::: DATASET EXTRACT :::

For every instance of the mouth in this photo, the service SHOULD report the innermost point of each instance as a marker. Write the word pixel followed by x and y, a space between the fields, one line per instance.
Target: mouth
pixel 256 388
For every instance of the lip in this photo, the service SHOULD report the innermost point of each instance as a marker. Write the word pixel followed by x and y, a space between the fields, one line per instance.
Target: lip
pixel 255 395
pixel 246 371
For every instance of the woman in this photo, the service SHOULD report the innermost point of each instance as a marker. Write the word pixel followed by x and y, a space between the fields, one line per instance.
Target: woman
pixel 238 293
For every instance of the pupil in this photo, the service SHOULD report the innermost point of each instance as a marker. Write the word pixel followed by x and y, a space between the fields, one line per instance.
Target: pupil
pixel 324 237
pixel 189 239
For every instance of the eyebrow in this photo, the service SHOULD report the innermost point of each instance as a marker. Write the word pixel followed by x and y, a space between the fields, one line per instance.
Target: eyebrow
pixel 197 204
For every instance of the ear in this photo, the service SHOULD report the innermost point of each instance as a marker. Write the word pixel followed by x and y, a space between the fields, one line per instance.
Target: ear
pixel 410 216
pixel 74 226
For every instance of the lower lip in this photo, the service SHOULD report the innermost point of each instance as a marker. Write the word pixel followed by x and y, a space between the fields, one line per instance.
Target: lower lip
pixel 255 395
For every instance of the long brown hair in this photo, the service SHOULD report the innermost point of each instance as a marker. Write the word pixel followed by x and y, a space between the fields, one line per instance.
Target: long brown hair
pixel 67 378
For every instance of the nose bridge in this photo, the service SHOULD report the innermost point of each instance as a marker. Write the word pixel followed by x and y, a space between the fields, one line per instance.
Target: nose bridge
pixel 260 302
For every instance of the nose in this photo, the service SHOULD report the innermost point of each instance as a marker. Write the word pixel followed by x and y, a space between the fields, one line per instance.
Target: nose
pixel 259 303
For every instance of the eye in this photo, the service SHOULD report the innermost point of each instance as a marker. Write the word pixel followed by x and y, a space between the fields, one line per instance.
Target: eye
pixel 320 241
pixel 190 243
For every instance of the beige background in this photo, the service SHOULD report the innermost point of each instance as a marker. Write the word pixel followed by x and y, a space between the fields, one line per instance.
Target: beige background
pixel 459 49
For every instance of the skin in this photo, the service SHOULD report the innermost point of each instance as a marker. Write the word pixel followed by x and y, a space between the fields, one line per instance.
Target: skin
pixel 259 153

:::

*WHAT YOU NEED TO DO*
Each line of the material above must be retyped precisely.

*RESULT*
For every instance of the mouth in this photo, the service SHOULD report the innermost point of each instance as a marker. Write the word pixel followed by x and y, a space between the fields, one line per instance.
Target: mouth
pixel 256 388
For every instance of the lip in this photo, the service SHOULD report the innermost point of each instance as a marker. Write the word pixel followed by x and y, a space between the fields, one line per instance.
Target: lip
pixel 255 395
pixel 246 371
For every instance of the woman in this photo, the service SHOULD report the innermost point of each instance as a marker. Write the word pixel followed by x and y, a space between the fields, one line per instance.
Target: woman
pixel 238 293
For every instance of the pupil in this photo, the service SHOULD report the innermost point of each instance as a marker. Write the word pixel followed by x and y, a space between the fields, one line per instance.
Target: pupil
pixel 324 237
pixel 189 239
For every instance of the eyebrow in this photo, the service SHOULD report the innermost point of each instance as a marker. Write the word pixel followed by x and y, a space between the fields, one line per instance.
Target: eyebrow
pixel 197 204
For every instance of the ear in this photo, the service SHOULD report the innermost point of each instance as a marker. Write the word pixel followed by x and y, a space between the fields, one line per instance.
Target: ear
pixel 410 216
pixel 74 226
For every instance of the lower lip in this photo, the service SHOULD report the innermost point of each instance as a marker. Write the word pixel followed by x and y, a space between the fields, one line per instance.
Target: lower lip
pixel 255 395
For every instance of the long brown hair in this photo, the service SHOULD report the innermost point of each instance as a marker. Write the word pixel followed by x and y, a space between the fields, one line per instance.
Target: long brown hair
pixel 67 378
For every instance of the nose bridge in this photo, the service SHOULD report the innermost point of each instance as a marker. Write the word pixel followed by x and y, a space between the fields, one line per instance.
Target: nose bridge
pixel 260 302
For every instance of the nose in this photo, the service SHOULD report the innermost point of each instance as a marker. Write the word pixel followed by x and y, a space between the fields, one line per instance.
Target: nose
pixel 259 303
For every instance of the eye in this photo, the service SHOULD report the innermost point of each instance as a marker. Write the word pixel followed by x and y, a space between the fields, one line per instance.
Target: eye
pixel 320 241
pixel 190 243
For every instance of the beige background in this photo, the service SHOULD report the innermost point of each instance as a marker. Write the word pixel followed by x and y, a space between the fields, one line per instance.
Target: beige background
pixel 459 49
For every instance of the skin in this photo, the service SHOULD report the innermost point of each instance as a marker. Write the word pixel followed by x and y, a space between the fields, one line per instance.
Target: skin
pixel 259 153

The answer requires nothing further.